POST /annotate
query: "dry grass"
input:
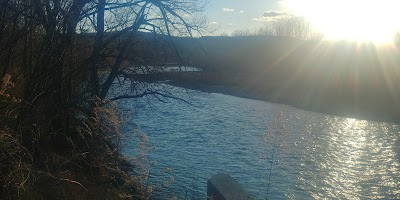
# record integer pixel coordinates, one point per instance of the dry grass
(86, 164)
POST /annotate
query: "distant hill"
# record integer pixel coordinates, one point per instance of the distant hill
(346, 78)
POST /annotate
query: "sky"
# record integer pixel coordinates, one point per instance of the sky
(231, 15)
(372, 20)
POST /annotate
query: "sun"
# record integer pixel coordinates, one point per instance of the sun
(359, 20)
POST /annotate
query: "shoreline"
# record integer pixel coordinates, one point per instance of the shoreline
(239, 92)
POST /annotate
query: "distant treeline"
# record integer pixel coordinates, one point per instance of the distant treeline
(350, 78)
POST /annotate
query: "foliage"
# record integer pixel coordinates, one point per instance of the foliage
(59, 135)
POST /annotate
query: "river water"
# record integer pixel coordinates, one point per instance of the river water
(274, 151)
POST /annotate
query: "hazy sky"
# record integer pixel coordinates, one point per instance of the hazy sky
(374, 20)
(230, 15)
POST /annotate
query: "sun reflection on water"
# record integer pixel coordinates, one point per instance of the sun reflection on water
(357, 161)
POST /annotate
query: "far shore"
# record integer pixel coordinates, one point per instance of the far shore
(239, 92)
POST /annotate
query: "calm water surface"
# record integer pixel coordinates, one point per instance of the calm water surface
(272, 150)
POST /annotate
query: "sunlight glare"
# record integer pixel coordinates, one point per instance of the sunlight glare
(350, 19)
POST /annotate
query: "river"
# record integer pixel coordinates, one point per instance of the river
(274, 151)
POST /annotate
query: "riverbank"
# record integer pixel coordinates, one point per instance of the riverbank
(337, 110)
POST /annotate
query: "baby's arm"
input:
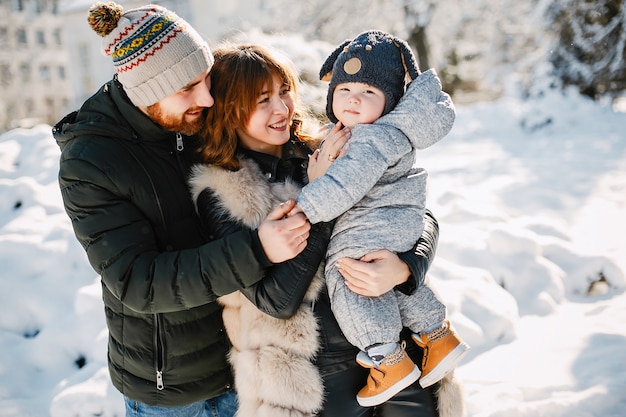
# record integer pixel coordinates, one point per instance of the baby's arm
(350, 177)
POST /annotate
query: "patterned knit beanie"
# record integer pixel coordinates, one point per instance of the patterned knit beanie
(155, 52)
(375, 58)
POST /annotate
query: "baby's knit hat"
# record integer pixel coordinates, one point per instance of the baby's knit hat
(155, 52)
(375, 58)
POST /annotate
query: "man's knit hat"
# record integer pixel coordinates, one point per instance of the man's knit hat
(155, 52)
(375, 58)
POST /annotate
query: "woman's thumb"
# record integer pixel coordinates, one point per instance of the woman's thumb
(282, 210)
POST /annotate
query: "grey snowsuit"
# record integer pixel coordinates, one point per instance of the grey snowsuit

+++

_Exercise task_
Which lines in the items above contain the word "riverbank", with case counting? Pick them out and copy each one.

_Solution_
query: "riverbank"
# record integer pixel coordinates, one point per instance of the riverbank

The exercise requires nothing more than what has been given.